Selected text —
Dan,  I have noticed that as CA gets older, it does require additional time.  I store mine in the fridge at all times and usually have a 2.5oz bottle open no more than a week.  After that, it gets a little funny and I let it rest.


----------



## jfoh (Jun 9, 2013)

Unless you are facing a deadline why rush the finish?  This is the first thing most people notice. It attracts the eye. Very upsetting to have people notice all the little flaws in the finish. Finish at a slow pace and get it perfect. It seems like people are looking for a finish system that can be done in five minutes, mask minor flaws, is easy to do, cheap to do, must be hard as nails and last a lifetime. Too many request for any finish to cover. Like the fellow who placed an add looking for a perfect wife. She had to be rich, good looking, have land to hunt, a truck to drive, good dog to hunt over and know how to clean and prepare fish and game. Then he asked for location of land and pictures of the dog and truck.

Records shown —

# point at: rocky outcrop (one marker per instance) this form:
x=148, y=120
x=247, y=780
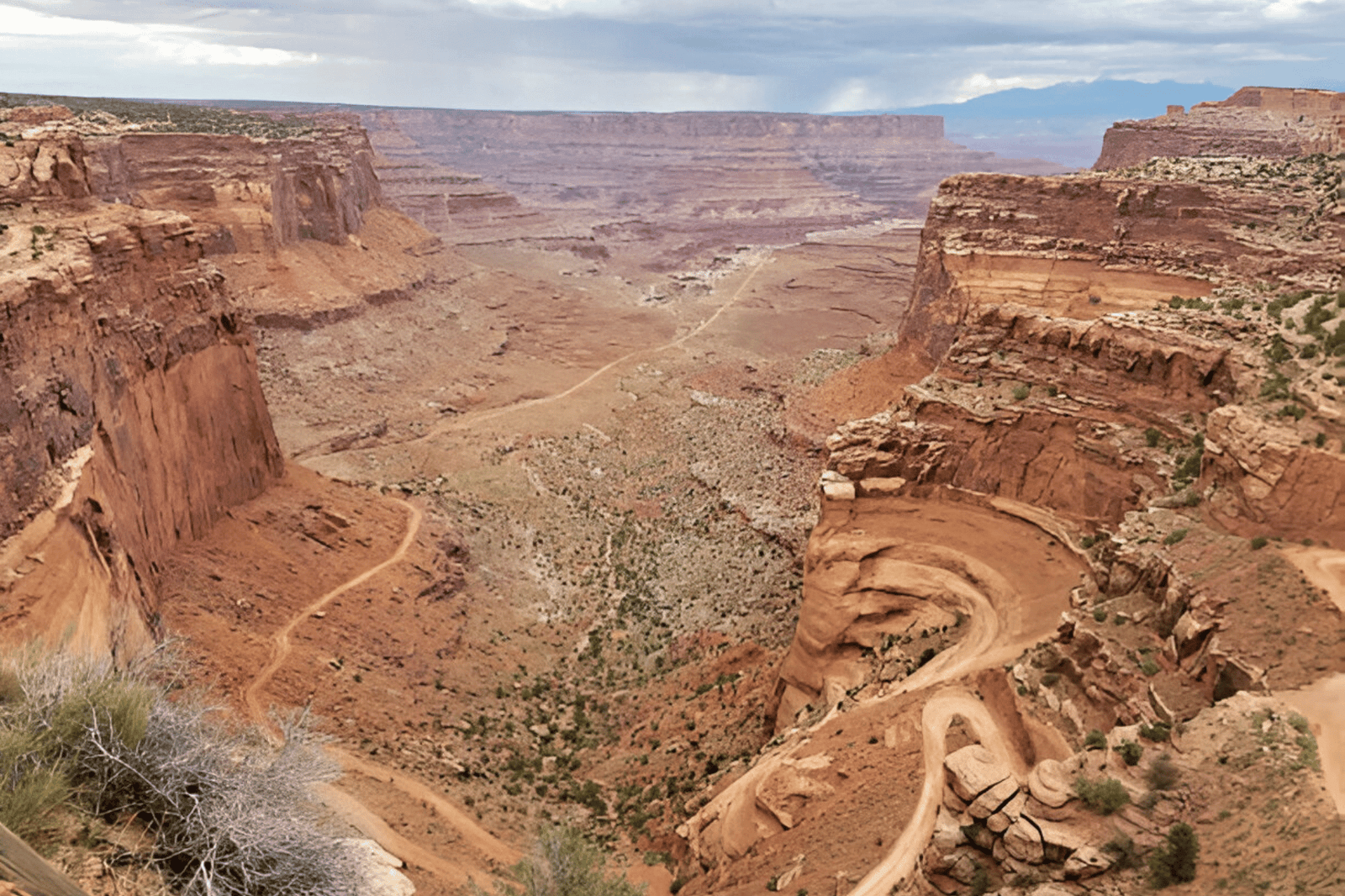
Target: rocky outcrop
x=132, y=412
x=134, y=419
x=245, y=194
x=257, y=194
x=689, y=179
x=1089, y=245
x=1274, y=123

What the task asks — Continue the forum discussion about CA finishes from the point where it stops.

Response for this exercise —
I let it, CA, cure several days before finial sanding and buffing. Then I let it cure another couple of weeks before assembly. Perhaps the occasional  flaws I see at assembly time were always there and I just missed them earlier. If any are found I will then go back and touch up the finish and repeat the steps. Pens made for stock or sale later are always checked under magnification for finish defects and cracks that may develop over time before selling. Wood shrinks and moves so cracks in the wood or finish sometime do happen even when you do everything perfectly.  And if you are not cleaning out the insides of the tubes after finishing, then you will get cracks for sure. Take your time and get it right the first time.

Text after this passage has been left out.